= SUPPLIED DATA =
[Begin]

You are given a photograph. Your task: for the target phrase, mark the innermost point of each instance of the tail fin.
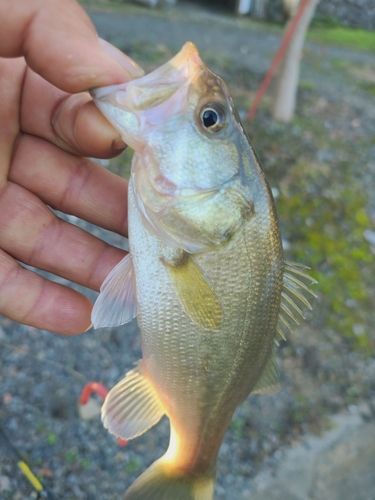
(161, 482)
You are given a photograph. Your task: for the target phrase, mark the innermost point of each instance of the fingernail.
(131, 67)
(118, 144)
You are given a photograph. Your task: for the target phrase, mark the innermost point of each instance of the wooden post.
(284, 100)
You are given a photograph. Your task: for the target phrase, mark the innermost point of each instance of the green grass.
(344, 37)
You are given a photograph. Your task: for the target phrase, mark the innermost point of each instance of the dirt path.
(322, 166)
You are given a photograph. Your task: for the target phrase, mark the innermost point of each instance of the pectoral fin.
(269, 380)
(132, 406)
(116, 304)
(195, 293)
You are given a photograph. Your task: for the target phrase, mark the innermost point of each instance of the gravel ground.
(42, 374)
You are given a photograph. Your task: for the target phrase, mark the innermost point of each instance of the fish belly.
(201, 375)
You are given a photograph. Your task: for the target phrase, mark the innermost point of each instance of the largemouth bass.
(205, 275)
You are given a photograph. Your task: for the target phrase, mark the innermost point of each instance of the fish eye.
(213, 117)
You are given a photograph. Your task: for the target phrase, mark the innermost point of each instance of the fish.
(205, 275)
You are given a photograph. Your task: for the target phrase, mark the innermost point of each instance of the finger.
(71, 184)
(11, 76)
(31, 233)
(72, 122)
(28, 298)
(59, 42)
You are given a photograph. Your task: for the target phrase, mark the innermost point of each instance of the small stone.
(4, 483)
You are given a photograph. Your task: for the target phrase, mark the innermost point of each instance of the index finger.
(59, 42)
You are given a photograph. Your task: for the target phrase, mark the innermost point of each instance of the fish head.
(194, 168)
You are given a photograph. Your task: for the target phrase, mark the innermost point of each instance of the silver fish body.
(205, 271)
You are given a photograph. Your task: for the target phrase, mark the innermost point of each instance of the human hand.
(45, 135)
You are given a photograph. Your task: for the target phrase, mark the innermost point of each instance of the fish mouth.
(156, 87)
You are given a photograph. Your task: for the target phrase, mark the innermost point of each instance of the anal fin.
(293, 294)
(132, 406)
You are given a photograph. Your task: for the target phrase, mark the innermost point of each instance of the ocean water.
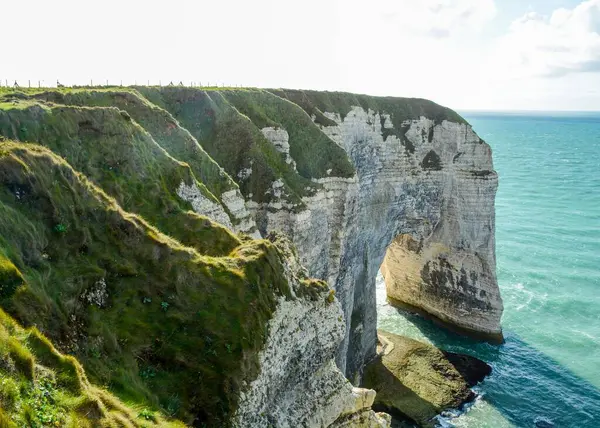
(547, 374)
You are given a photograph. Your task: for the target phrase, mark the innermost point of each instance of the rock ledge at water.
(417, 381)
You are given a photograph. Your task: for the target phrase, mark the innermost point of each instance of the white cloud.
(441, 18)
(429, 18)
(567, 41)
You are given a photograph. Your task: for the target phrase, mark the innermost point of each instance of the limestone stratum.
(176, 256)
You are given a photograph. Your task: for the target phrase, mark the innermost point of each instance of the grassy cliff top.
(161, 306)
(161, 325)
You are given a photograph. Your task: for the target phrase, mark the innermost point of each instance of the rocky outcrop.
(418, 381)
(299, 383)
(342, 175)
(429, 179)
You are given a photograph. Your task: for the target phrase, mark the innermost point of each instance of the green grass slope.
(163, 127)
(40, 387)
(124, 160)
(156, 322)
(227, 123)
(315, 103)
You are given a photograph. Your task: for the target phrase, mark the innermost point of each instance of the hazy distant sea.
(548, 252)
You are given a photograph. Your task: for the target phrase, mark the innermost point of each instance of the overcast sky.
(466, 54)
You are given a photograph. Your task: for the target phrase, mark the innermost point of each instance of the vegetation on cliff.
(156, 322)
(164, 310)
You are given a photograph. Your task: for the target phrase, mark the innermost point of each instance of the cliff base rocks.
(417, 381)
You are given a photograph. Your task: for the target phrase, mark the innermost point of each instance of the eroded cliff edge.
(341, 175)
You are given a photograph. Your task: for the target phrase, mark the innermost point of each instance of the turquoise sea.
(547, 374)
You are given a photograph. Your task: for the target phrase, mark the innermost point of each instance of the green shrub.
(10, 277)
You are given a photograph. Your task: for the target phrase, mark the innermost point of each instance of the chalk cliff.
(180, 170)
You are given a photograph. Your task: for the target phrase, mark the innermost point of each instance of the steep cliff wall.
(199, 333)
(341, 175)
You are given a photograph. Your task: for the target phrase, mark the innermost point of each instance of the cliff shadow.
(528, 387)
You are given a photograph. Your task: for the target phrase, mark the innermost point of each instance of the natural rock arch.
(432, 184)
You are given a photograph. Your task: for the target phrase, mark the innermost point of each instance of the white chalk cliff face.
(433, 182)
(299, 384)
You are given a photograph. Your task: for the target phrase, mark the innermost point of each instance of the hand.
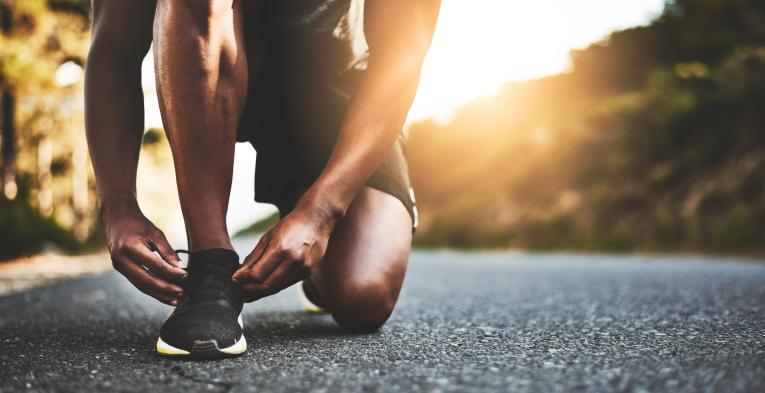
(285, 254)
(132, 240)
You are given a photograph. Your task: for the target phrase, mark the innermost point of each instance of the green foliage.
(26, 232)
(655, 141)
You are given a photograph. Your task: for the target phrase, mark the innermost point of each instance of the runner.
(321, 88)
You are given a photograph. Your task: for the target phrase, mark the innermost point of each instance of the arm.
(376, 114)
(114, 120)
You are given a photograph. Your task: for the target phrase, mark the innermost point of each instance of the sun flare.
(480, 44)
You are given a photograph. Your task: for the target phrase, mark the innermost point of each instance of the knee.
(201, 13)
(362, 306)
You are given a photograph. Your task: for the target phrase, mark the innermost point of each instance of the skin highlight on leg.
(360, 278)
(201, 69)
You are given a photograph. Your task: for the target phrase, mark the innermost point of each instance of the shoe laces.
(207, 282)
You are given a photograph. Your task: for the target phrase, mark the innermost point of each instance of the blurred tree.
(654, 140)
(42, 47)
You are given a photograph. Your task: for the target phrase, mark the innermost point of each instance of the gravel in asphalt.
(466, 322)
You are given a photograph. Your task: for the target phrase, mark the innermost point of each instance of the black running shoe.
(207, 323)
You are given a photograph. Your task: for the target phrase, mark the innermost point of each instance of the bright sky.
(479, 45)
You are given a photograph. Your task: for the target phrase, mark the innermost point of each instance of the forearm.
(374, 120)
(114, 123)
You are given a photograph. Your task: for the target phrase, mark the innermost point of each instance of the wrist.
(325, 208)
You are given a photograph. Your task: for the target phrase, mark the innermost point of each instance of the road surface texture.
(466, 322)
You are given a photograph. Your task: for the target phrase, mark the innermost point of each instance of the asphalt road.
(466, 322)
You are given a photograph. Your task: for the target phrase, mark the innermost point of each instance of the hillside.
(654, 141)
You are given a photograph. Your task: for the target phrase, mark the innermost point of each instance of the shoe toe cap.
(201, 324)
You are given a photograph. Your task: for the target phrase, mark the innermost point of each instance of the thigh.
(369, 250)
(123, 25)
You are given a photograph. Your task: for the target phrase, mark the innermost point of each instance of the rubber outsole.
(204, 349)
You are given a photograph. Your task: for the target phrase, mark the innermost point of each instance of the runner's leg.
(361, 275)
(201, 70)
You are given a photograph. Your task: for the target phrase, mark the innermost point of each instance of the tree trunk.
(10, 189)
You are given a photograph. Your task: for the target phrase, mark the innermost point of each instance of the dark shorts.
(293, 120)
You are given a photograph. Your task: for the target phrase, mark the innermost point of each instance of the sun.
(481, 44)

[End]

= PROBLEM TO SOLVE =
Could you reproduce every one of the records above verbatim, omitting the pictures?

= RESPONSE =
You are given a photograph. Your task: for the target phrase, mark the innermost point of each instance of the tail fin.
(161, 482)
You are given a photograph. Your task: for the target phrase, mark the innermost point of each instance of the fingernail.
(131, 67)
(118, 144)
You are given a photograph. Your task: for the target phrase, mark the innermost point of each instance of the wooden post.
(284, 100)
You are given a photograph. Your task: for the target phrase, mark the innermost point of each instance of the green grass.
(344, 37)
You are given a photograph. Your task: for the target phrase, mark the innermost point of each instance of the dirt path.
(322, 166)
You are given a photograph. Your task: for the target phrase, mark the innermost point of each instance of the pectoral fin.
(269, 380)
(132, 406)
(116, 304)
(195, 293)
You are given a photograph. Your task: for the target phrase, mark the innermost point of each instance of the gravel ground.
(42, 374)
You are given a photograph. Your task: for the target phrase, mark the innermost point of each instance of the fish belly.
(201, 375)
You are given a photograph. Your task: for the target phrase, mark the innermost point of each instance of the largemouth bass.
(205, 275)
You are given a photograph. Your task: for the target phrase, mark the innermost point of each instance of the fish eye.
(213, 117)
You are given a photograph. Your task: for the target phrase, mark the innermost point of each instance of the fish.
(205, 275)
You are given a photograph. Your task: for the target phrase, mark the innermost point of each instance of the finger.
(71, 184)
(11, 76)
(31, 233)
(72, 122)
(28, 298)
(59, 42)
You are given a photograph. Your task: for the target phrase, mark the innermost point of each instance of the small stone.
(4, 483)
You are given a photograph. Your task: for the target phrase, mark the innermost point of each instance of the index finger.
(59, 42)
You are given a photograph. Your task: for the target phrase, mark the innermost point of each instance of the fish head.
(194, 168)
You are given a photograph. Your task: for the target phrase, mark the innermost point of each instance of the silver fish body.
(205, 271)
You are given a photograph. Your task: for the target phrase, mark the innermost point of each instance of the human hand.
(45, 135)
You are given a photograph. Your task: for the target phrase, mark the innermost point of each instance of the fish mouth.
(156, 87)
You are given a photograph. Your task: for the target phrase, mark the innermost point of each instance of the anal fin.
(293, 294)
(132, 406)
You are given a photograph. Your task: for the target phrase, mark the innermost point of each instance of the ocean water.
(547, 374)
You are given a photograph. Your task: for the target phrase, mark the innermost point of each instance of the rock ledge at water.
(417, 381)
You are given a photograph. Your task: for the target phrase, mark the innermost point of each instance of the white cloud.
(441, 18)
(429, 18)
(567, 41)
You are given a photograph. Your task: for the target phrase, mark the innermost point of each instance of the limestone stratum.
(176, 256)
You are given a photograph. Your task: for the target phrase, mark the innermost point of each instance of the grassy cliff top.
(161, 306)
(161, 325)
You are given a photograph. Your task: for the target phrase, mark the innermost point of each instance of the rocky outcrop.
(418, 381)
(299, 383)
(342, 175)
(429, 179)
You are given a photograph. Your task: for the target phrase, mark the innermost point of each instance of the green grass slope.
(163, 127)
(40, 387)
(124, 160)
(156, 322)
(227, 123)
(315, 103)
You are given a photograph. Your task: for the target phrase, mark the innermost point of each instance of the hazy distant sea.
(548, 252)
You are given a photograph. Your task: for the target phrase, mark the innermost point of each instance of the overcast sky.
(466, 54)
You are given a photograph. Your task: for the target phrase, mark the innermost point of each instance of the vegetation on cliff.
(156, 322)
(164, 310)
You are given a photograph. Your task: for the target phrase, mark the innermost point of each instance of the cliff base rocks.
(417, 381)
You are given a photograph. Your task: for the target phrase, mark the innermost point of each instance of the eroded cliff edge.
(341, 175)
You are given a photograph. Your task: for the target phrase, mark the innermost point of each instance of the turquoise sea.
(547, 374)
You are given a photograph. Your task: for the target phrase, mark the innermost point of each instance of the green shrub.
(10, 277)
You are given a photograph. Your task: for the target phrase, mark the innermost point of each instance of the chalk cliff.
(180, 170)
You are given a photograph. Your task: for the target phrase, mark the innermost point of each instance of the steep cliff wall.
(199, 333)
(341, 175)
You are given a photograph. Your task: for the target phrase, mark the innermost point of each instance of the cliff shadow.
(528, 387)
You are given a photograph. Your task: for the target phrase, mark the innermost point of each instance of the natural rock arch.
(432, 184)
You are given a photograph. Your task: for the target phrase, mark the innermost point of each instance of the white chalk cliff face.
(433, 182)
(299, 384)
You are given a photograph. Your task: for the target phrase, mark the innermost point of each instance of the hand.
(285, 254)
(132, 240)
You are given a photograph. Your task: for the target phrase, mark the innermost point of each instance of the green foliage.
(26, 232)
(655, 141)
You are given a photograph. Your task: for the target phrase, mark the innermost point of each instance of the runner.
(321, 88)
You are given a photograph. Your task: for the target phrase, mark the innermost point of each instance of the arm.
(376, 114)
(114, 120)
You are given a photograph. Your task: for the target phrase, mark the innermost point of each instance of the sun flare.
(480, 44)
You are given a photograph. Your task: for the target phrase, mark the innermost point of each instance of the knee.
(201, 13)
(362, 306)
You are given a photograph. Your task: for the target phrase, mark the innermost point of each instance of the skin highlight on leg.
(360, 278)
(201, 69)
You are given a photograph. Your task: for the target phrase, mark the innermost point of each instance of the shoe laces.
(207, 282)
You are given a photograph. Your task: for the target phrase, mark the innermost point of each instance of the blurred tree.
(654, 140)
(42, 47)
You are given a photograph. Your task: for the target phrase, mark the innermost point of each instance of the gravel in asphalt.
(466, 322)
You are given a photograph. Your task: for the target phrase, mark the innermost point of each instance of the black running shoe.
(207, 323)
You are given a photograph. Your task: for the target phrase, mark the innermost point of each instance of the bright sky.
(479, 45)
You are given a photograph. Your task: for the target phrase, mark the innermost point of each instance of the forearm.
(374, 120)
(114, 123)
You are given a photograph. Your task: for the target phrase, mark the innermost point of each instance of the wrist.
(325, 208)
You are given a photograph. Your task: for the target phrase, mark the innermost point of each instance of the road surface texture.
(466, 322)
You are given a photograph. Your task: for the target phrase, mark the innermost point of each instance of the asphalt road.
(466, 322)
You are given a photograph. Your task: for the target phrase, mark the innermost point of each instance of the hillside.
(654, 141)
You are given a photograph. Your task: for the target phrase, mark the innermost point of each instance of the shoe toe cap.
(201, 324)
You are given a photograph. Your task: for the target phrase, mark the innermost point of each instance of the thigh.
(369, 250)
(123, 25)
You are given a photograph. Your task: for the target phrase, mark the innermost point of each instance of the rubber outsole.
(204, 349)
You are given a photograph. Your task: for the target phrase, mark the innermost point of each instance of the runner's leg.
(361, 275)
(201, 70)
You are given a photograph. Your task: for the target phrase, mark the innermost point of each instance of the tree trunk.
(10, 189)
You are given a photograph. Your task: for the target phrase, mark the innermost point of each instance of the dark shorts.
(293, 120)
You are given a photograph. Your task: for the target phrase, mark the innermost point of each instance of the sun.
(481, 44)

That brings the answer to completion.